## Written task:
Write out all of the following data word for word, keeping every line unchanged.

## Data entries:
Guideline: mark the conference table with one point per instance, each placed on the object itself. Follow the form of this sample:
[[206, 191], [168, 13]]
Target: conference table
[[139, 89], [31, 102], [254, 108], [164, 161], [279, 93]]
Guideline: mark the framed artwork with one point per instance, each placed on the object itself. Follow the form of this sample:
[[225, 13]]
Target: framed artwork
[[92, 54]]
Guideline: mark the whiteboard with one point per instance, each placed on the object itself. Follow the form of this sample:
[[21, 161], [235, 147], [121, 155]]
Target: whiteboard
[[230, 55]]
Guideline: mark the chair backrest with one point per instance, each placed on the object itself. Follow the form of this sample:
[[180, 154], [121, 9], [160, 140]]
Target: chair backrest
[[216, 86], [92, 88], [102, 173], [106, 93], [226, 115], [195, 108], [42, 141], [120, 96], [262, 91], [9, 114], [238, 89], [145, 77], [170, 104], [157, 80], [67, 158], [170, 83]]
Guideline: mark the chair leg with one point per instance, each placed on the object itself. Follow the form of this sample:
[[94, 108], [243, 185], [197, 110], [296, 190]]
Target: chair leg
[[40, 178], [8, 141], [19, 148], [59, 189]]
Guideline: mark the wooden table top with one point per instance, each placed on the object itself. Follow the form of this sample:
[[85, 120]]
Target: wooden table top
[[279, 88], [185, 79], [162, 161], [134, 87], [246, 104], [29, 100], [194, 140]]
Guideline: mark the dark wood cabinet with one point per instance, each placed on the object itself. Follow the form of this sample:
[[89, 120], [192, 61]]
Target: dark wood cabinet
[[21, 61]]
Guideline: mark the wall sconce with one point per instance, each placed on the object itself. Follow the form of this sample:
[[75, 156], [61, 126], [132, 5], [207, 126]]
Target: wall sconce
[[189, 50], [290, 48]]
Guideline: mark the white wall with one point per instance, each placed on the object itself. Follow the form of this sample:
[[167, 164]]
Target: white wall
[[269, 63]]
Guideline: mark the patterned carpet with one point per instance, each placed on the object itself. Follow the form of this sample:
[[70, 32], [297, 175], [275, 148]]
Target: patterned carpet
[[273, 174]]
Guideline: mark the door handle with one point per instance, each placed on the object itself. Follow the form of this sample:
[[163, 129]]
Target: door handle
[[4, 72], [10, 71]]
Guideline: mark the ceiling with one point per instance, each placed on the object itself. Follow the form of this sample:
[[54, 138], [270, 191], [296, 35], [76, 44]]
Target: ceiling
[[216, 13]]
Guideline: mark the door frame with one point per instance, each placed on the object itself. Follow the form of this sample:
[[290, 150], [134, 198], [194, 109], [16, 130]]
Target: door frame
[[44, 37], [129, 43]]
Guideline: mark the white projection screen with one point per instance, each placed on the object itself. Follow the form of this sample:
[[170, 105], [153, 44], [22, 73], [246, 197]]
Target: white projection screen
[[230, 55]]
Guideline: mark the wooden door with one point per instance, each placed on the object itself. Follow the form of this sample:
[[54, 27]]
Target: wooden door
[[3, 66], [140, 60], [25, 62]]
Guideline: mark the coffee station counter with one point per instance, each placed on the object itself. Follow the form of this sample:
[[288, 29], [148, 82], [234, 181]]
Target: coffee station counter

## Exercise output:
Guideline: mark the conference table with one point per instance, each placed on the object itself. Follow the form of this sample:
[[206, 191], [168, 13]]
Target: conference table
[[139, 89], [31, 102], [254, 108], [164, 161], [279, 93]]
Guideline: mark the framed artwork with one point per instance, each placed on the object itself. Follow the form of this sample:
[[225, 13]]
Target: framed artwork
[[92, 54]]
Guideline: mark the whiteboard with one point per instance, each placed on the object itself. Follow the form of this sample:
[[21, 161], [235, 147], [121, 155]]
Target: whiteboard
[[230, 55]]
Guideline: mark the chair backrest with one point per instance, each placed on the object itself. Follow the form of this sample:
[[180, 154], [121, 9], [160, 140]]
Target: chair backrest
[[216, 86], [92, 88], [102, 173], [106, 93], [226, 115], [195, 108], [42, 141], [120, 96], [262, 91], [9, 114], [238, 89], [145, 77], [170, 104], [157, 80], [67, 158], [170, 83]]
Guideline: mark the chair leg with one point per instance, each placed on the object itself. Follow the form of this sample:
[[94, 108], [243, 185], [197, 110], [296, 190]]
Target: chair leg
[[40, 178], [8, 141], [19, 148], [59, 189]]
Guideline: mark the wooden table top with one point per instance, each placed on the object itself. Follow the form of this sample:
[[85, 120]]
Target: wooden table top
[[279, 88], [185, 79], [162, 161], [134, 87], [246, 104], [29, 100], [194, 140]]
Guideline: mark the dark wood cabinet with one point per instance, each placed on the object itself. Follow the form of this sample:
[[89, 120], [192, 61]]
Target: dark wood cabinet
[[21, 61]]
Guideline: mark the wall sconce with one point per instance, each placed on the object itself. Follow the form of this sample:
[[75, 156], [61, 126], [132, 5], [207, 126]]
Target: wall sconce
[[189, 50], [290, 48]]
Guideline: mark the white wall with one point per instance, each placed on the object itself. Follow the form of this sample:
[[167, 164]]
Target: white wall
[[269, 63]]
Guideline: mark the patterned carpet with one point per instance, each placed on the object itself. Follow the form of this sample:
[[70, 32], [297, 175], [275, 148]]
Target: patterned carpet
[[273, 174]]
Guideline: mark the door handle with one point per instance, each placed on the object itself. Follow the form of this sample:
[[163, 129]]
Target: door handle
[[4, 72], [10, 71]]
Guideline: mark the ceiling with one point per instance, each placed on the object itself. Follow the form of this sample:
[[54, 138], [270, 191], [296, 35], [76, 44]]
Target: ceiling
[[216, 13]]
Guideline: mark the door frame with one point per instance, each placed on the object itself. Follow the form of this sample:
[[290, 150], [134, 198], [194, 109], [16, 130]]
Target: door frame
[[44, 37], [129, 43]]
Guideline: mark the white projection screen with one point per instance, each placed on the object itself. Follow the form of this sample:
[[170, 105], [153, 44], [22, 73], [246, 197]]
Target: white projection screen
[[230, 55]]
Guideline: mark the wooden door with one point per instance, each placed on the object itself. Follow the form of this sample:
[[54, 27]]
Target: wooden door
[[3, 66], [140, 60], [25, 62]]
Guideline: mark the coffee station counter with one point per instance, each placed on the object itself. Follow the form of this sample:
[[288, 29], [148, 82], [234, 181]]
Target: coffee station counter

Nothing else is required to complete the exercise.